**Objective**. Copy the data below exactly.

**Listed records**.
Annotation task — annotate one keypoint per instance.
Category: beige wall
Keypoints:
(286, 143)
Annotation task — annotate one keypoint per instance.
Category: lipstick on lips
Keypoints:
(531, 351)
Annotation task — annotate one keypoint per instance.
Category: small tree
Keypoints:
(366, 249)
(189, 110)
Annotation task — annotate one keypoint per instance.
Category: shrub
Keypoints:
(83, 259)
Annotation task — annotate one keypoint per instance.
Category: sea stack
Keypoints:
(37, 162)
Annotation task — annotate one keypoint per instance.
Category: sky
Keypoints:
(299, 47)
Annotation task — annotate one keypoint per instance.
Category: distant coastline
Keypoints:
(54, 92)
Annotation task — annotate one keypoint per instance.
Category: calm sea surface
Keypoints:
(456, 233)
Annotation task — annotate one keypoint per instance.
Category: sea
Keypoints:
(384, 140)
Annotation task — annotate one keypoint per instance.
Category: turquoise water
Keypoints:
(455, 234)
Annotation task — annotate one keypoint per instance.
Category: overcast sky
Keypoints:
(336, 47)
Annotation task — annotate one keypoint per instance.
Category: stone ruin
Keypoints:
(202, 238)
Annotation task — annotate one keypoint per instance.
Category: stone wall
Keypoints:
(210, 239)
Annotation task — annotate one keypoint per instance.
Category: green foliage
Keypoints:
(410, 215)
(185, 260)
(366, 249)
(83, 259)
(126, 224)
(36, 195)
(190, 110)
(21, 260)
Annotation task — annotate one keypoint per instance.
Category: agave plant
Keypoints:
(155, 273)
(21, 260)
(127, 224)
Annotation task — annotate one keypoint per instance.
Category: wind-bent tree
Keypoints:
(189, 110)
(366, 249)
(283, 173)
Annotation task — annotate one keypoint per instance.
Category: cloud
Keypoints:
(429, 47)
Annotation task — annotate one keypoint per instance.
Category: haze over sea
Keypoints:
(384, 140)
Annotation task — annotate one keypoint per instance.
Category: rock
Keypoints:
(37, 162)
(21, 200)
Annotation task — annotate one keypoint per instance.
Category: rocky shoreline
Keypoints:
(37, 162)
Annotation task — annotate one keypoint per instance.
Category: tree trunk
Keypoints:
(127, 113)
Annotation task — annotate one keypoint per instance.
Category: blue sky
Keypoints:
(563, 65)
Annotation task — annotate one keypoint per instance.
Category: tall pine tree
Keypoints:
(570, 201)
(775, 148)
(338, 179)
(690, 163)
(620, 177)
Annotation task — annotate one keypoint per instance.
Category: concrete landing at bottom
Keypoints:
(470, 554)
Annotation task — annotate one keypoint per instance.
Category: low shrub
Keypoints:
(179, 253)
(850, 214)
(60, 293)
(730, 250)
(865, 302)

**The reply**.
Annotation task — annotate one keypoint per instance.
Category: beige wall
Keypoints:
(286, 143)
Annotation task — annotate one keypoint per instance.
Category: lipstick on lips
Keypoints:
(531, 351)
Annotation task — annotate one keypoint per instance.
Category: small tree
Keypoints:
(366, 249)
(189, 110)
Annotation task — annotate one keypoint per instance.
Category: shrub
Keypoints:
(83, 259)
Annotation task — annotate one keypoint per instance.
Category: sea stack
Keypoints:
(37, 162)
Annotation task — annotate one keypoint per instance.
Category: sky
Keypoints:
(299, 47)
Annotation task — annotate one keypoint per instance.
Category: distant coastline
Keypoints:
(54, 92)
Annotation task — annotate one keypoint per instance.
Category: calm sea surface
Keypoints:
(456, 233)
Annotation task — annotate one keypoint per instance.
Category: sea
Keypoints:
(384, 140)
Annotation task — annotate one keypoint per instance.
Category: turquoise water
Keypoints:
(455, 234)
Annotation task — annotate one keypoint per instance.
Category: overcast sky
Keypoints:
(336, 47)
Annotation task — annotate one keypoint per instance.
Category: stone ruin
Keypoints:
(202, 238)
Annotation task — annotate one keypoint per instance.
Category: stone wall
Keypoints:
(210, 239)
Annotation task — annotate one keypoint per instance.
Category: green foliage
Keypoints:
(410, 215)
(185, 260)
(366, 249)
(83, 259)
(126, 224)
(36, 195)
(190, 110)
(21, 260)
Annotation task — annotate one keypoint per instance.
Category: agave plant
Keypoints:
(155, 273)
(21, 260)
(127, 224)
Annotation task — annotate one keypoint per instance.
Category: wind-bent tree
Keypoints:
(189, 110)
(366, 249)
(283, 173)
Annotation task — annotate one keypoint per instance.
Category: cloud
Keypoints:
(429, 47)
Annotation task — annotate one keypoint per instance.
Category: haze over sea
Keypoints:
(384, 140)
Annotation task — annotate one keypoint per instance.
Category: rock
Keypoints:
(37, 162)
(21, 200)
Annotation task — annotate one keypoint per instance.
Category: rocky shoreline
Keypoints:
(37, 162)
Annotation task — annotate one keypoint per instance.
Category: tree trunk
Keypoints:
(127, 113)
Annotation task — annotate one keypoint per instance.
Category: blue sky
Keypoints:
(563, 65)
Annotation task — annotate one keypoint per instance.
Category: tall pine tree
Keypoints:
(570, 201)
(775, 148)
(338, 179)
(690, 163)
(620, 177)
Annotation task — annotate one keypoint per instance.
Category: concrete landing at bottom
Keypoints:
(470, 554)
Annotation task — annotate one keypoint per instance.
Category: low shrub
Keypoints:
(179, 253)
(850, 214)
(60, 293)
(730, 250)
(865, 302)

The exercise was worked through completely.